▶ 抜粋本文:
* * * *

説明

方向性電磁鋼板の製造ライン及び誘導加熱装置

【課題】設備を大型化させることなく、鉄損の少ない方向性電磁鋼板を製造することができる製造ラインを提供する。
【解決手段】方向性電磁鋼板を製造するための製造ラインにおいて、コイルボックス3と、誘導加熱装置4とを備える。コイルボックス3は、熱間圧延ラインの粗圧延工程2と仕上げ圧延工程5との間に設けられる。コイルボックス3は、トランスファーバーを、中心部が中空の円筒状に巻き取る。誘導加熱装置4は、コイルボックス3によって成形されたトランスファーコイル8bを、円筒状のまま加熱する。

【発明の詳細な説明】
【技術分野】
【0001】
この発明は、方向性電磁鋼板を製造するための製造ラインと、金属材料を誘導加熱するための誘導加熱装置とに関するものである。
【背景技術】
【0002】
図8は従来の熱間圧延ラインの要部を示す図である。

* * * *

▶ 記録データ:
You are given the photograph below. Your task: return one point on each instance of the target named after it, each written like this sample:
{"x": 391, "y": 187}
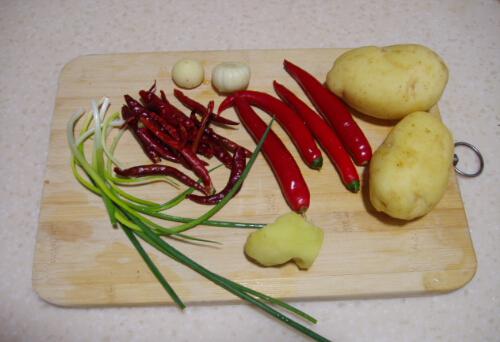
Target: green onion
{"x": 127, "y": 211}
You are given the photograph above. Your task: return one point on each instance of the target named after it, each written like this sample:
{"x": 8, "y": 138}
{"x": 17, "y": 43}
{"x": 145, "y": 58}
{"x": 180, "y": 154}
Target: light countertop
{"x": 38, "y": 38}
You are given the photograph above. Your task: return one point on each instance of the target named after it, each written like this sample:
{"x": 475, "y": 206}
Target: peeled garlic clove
{"x": 188, "y": 73}
{"x": 228, "y": 77}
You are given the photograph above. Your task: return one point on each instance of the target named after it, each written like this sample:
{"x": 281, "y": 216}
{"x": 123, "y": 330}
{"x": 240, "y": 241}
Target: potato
{"x": 389, "y": 82}
{"x": 290, "y": 237}
{"x": 409, "y": 172}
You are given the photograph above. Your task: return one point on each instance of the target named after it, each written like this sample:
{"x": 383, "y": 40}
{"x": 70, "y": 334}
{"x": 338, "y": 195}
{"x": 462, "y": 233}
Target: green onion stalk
{"x": 130, "y": 213}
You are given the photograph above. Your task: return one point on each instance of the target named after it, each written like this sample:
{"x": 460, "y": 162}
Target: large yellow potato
{"x": 409, "y": 172}
{"x": 389, "y": 82}
{"x": 290, "y": 237}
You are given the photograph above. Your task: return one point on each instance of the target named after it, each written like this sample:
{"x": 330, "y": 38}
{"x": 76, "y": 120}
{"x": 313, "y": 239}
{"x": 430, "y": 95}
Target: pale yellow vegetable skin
{"x": 409, "y": 172}
{"x": 188, "y": 73}
{"x": 389, "y": 82}
{"x": 290, "y": 237}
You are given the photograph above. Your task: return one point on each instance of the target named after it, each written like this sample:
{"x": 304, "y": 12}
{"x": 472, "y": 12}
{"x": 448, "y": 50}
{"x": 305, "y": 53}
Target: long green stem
{"x": 153, "y": 267}
{"x": 133, "y": 223}
{"x": 223, "y": 282}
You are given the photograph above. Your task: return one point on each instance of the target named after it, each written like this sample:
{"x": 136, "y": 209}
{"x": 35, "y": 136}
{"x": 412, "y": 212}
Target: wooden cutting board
{"x": 81, "y": 260}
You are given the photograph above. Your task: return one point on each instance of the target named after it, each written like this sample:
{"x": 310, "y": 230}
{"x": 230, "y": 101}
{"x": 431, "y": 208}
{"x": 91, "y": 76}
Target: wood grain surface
{"x": 80, "y": 260}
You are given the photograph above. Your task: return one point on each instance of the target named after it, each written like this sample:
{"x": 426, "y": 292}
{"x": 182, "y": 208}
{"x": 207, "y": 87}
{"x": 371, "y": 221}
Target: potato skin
{"x": 409, "y": 172}
{"x": 389, "y": 82}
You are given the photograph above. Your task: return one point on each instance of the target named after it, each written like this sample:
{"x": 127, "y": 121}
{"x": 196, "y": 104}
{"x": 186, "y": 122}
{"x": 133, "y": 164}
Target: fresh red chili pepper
{"x": 335, "y": 111}
{"x": 238, "y": 166}
{"x": 280, "y": 160}
{"x": 200, "y": 109}
{"x": 287, "y": 118}
{"x": 325, "y": 135}
{"x": 155, "y": 170}
{"x": 197, "y": 165}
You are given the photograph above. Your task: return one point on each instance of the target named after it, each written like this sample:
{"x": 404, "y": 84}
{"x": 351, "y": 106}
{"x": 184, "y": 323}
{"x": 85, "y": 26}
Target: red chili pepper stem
{"x": 335, "y": 111}
{"x": 282, "y": 163}
{"x": 325, "y": 136}
{"x": 287, "y": 118}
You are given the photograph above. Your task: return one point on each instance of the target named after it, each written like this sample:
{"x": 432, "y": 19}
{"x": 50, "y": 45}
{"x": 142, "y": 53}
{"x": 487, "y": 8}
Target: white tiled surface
{"x": 38, "y": 37}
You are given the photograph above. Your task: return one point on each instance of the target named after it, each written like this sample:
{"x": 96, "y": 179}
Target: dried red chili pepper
{"x": 222, "y": 155}
{"x": 200, "y": 109}
{"x": 325, "y": 135}
{"x": 223, "y": 141}
{"x": 280, "y": 160}
{"x": 153, "y": 144}
{"x": 131, "y": 121}
{"x": 287, "y": 118}
{"x": 197, "y": 165}
{"x": 335, "y": 111}
{"x": 162, "y": 106}
{"x": 156, "y": 170}
{"x": 237, "y": 168}
{"x": 165, "y": 125}
{"x": 203, "y": 125}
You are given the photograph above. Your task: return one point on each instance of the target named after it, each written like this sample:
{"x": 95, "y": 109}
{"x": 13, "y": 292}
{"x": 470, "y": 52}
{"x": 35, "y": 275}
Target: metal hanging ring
{"x": 478, "y": 154}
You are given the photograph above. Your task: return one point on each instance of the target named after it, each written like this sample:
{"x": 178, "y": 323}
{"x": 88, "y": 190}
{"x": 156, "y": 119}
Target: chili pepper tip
{"x": 354, "y": 186}
{"x": 317, "y": 163}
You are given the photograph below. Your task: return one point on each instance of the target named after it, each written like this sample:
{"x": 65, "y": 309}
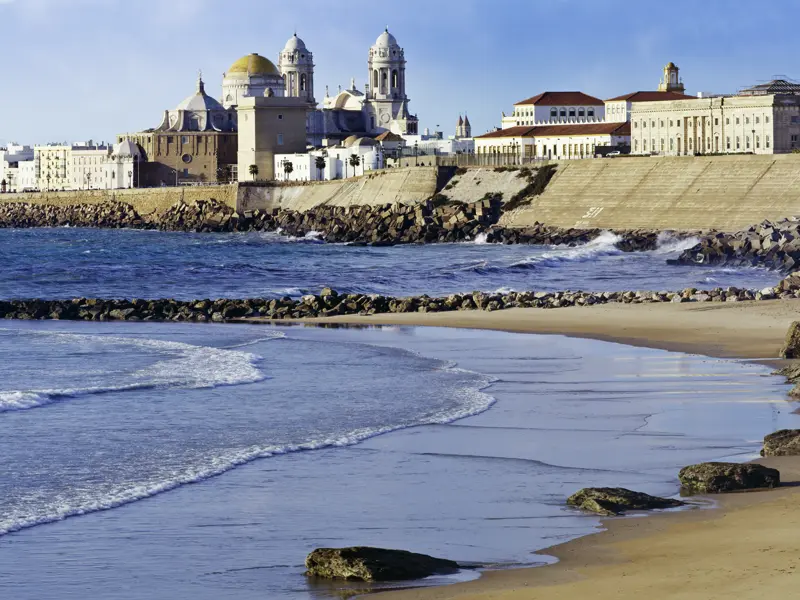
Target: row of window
{"x": 559, "y": 112}
{"x": 672, "y": 123}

* * * *

▶ 依頼文 A:
電磁鋼板の製造ラインについての文章では、コイルボックス3は熱間圧延ラインのどの工程の間に設けられていますか。
▶ 依頼文 B:
電磁鋼板の製造ラインについての文章から、「方向性電磁鋼板の製造ライン及び誘導加熱装置」を含む語句で始まり「図8は従来の熱間圧延ラインの要部を示す図である。」で終わる部分を、一字一句変えずに書き写してください。
▶ 依頼文 C:
電磁鋼板の製造ラインについての文章を、最後の文の後から引き継いで書き進めてください。
資料はこの作業には一切関係しません。

▶ 演習結果 A:
粗圧延工程2と仕上げ圧延工程5との間に設けられています。

▶ 演習結果 B:
方向性電磁鋼板の製造ライン及び誘導加熱装置

【課題】設備を大型化させることなく、鉄損の少ない方向性電磁鋼板を製造することができる製造ラインを提供する。
【解決手段】方向性電磁鋼板を製造するための製造ラインにおいて、コイルボックス3と、誘導加熱装置4とを備える。コイルボックス3は、熱間圧延ラインの粗圧延工程2と仕上げ圧延工程5との間に設けられる。コイルボックス3は、トランスファーバーを、中心部が中空の円筒状に巻き取る。誘導加熱装置4は、コイルボックス3によって成形されたトランスファーコイル8bを、円筒状のまま加熱する。

【発明の詳細な説明】
【技術分野】
【0001】
この発明は、方向性電磁鋼板を製造するための製造ラインと、金属材料を誘導加熱するための誘導加熱装置とに関するものである。
【背景技術】
【0002】
図8は従来の熱間圧延ラインの要部を示す図である。

▶ 演習結果 C:
図8において、21は粗圧延工程、22はコイルボックス、23は仕上げ圧延工程である。スラブ24a(被圧延母材)は、加熱炉26(図8においては図示せず)において1250℃程度に加熱及び均熱された後、粗圧延工程21において圧延加工される。スラブ24aは、粗圧延工程21を通過することにより、その厚さが、百数十[mm]〜二百数十[mm]程度から、二十数[mm]〜四十数[mm]程度になる。
【0003】
コイルボックス22は、粗圧延工程21と仕上げ圧延工程23との間に備えられている。コイルボックス22は、粗圧延工程21において全ての圧延加工が終了した被圧延母材(トランスファーバー24b)を、中心部が中空の円筒状コイルに巻き取る機能を有している。また、コイルボックス22は、巻き取ったトランスファーバー24bを、仕上げ圧延工程23側に巻き戻す(送り出す)機能も有している。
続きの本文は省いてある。